(Stored dataset items)
-- START --

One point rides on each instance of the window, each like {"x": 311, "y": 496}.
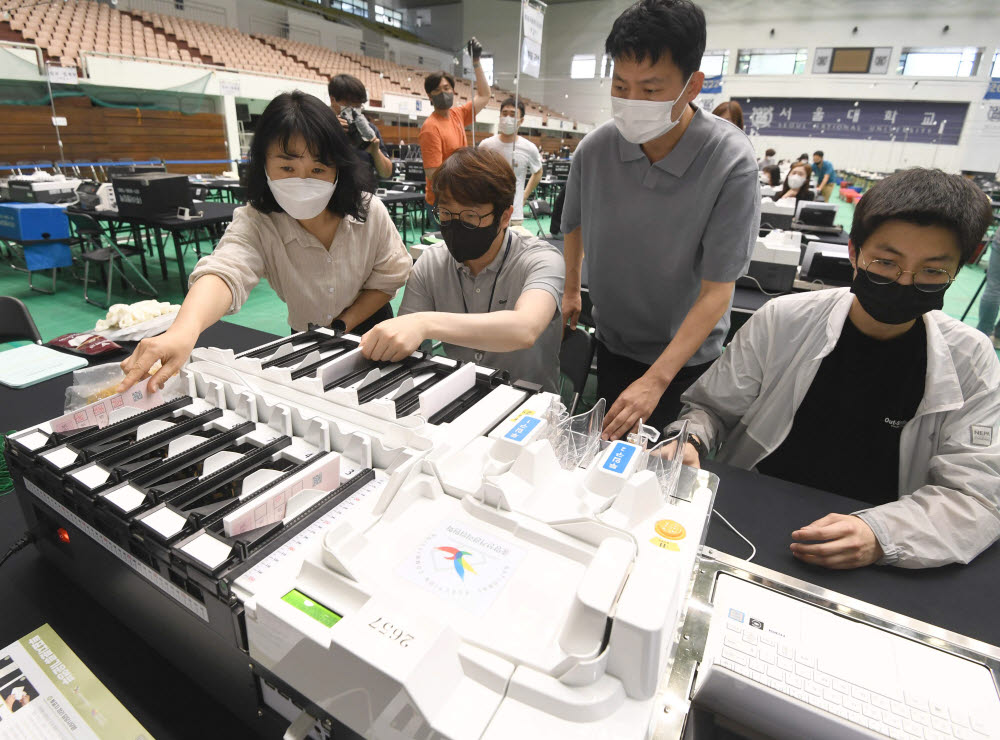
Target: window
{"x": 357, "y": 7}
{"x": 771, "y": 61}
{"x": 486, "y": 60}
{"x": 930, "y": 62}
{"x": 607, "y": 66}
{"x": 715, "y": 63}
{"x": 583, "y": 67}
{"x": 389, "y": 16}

-- END --
-- START --

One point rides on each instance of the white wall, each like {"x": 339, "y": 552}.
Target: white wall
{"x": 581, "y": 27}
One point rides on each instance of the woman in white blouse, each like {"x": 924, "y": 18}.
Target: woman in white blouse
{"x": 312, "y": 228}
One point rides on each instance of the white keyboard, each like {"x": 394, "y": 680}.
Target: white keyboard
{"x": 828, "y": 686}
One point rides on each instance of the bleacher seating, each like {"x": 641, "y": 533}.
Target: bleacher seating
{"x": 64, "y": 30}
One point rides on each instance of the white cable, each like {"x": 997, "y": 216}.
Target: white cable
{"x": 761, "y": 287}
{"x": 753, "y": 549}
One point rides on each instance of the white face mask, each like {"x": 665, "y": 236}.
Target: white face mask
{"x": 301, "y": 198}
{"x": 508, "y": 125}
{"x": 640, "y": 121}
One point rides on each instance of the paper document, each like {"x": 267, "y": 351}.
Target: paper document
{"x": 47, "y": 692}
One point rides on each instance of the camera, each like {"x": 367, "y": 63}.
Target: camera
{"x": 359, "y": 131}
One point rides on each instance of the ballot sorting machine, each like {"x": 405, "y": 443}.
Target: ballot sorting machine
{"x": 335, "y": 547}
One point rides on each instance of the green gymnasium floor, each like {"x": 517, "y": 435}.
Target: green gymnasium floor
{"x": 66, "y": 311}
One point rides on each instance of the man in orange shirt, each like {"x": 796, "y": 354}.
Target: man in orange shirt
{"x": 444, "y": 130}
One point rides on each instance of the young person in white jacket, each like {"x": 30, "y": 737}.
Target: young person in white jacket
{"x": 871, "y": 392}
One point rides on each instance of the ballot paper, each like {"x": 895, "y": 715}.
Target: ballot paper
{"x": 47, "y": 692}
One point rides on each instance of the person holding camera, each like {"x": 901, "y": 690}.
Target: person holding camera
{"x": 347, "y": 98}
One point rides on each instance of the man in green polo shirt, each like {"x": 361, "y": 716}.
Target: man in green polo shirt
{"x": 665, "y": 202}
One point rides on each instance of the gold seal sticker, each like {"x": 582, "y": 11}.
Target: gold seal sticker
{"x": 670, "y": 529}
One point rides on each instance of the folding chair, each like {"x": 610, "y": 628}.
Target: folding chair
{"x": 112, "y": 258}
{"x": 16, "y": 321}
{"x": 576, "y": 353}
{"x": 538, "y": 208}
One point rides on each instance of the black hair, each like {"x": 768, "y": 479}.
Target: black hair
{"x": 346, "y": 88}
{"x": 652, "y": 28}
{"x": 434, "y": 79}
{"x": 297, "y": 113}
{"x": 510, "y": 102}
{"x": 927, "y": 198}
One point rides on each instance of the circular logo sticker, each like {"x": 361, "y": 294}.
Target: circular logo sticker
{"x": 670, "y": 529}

-- END --

### WORK INSTRUCTIONS
Report each line of the data above that contains the word "blouse", copying those lines in full.

### WRITTEN RESPONSE
One point rides on each instance of the woman in white blouse, each like {"x": 924, "y": 18}.
Target: woman in white blouse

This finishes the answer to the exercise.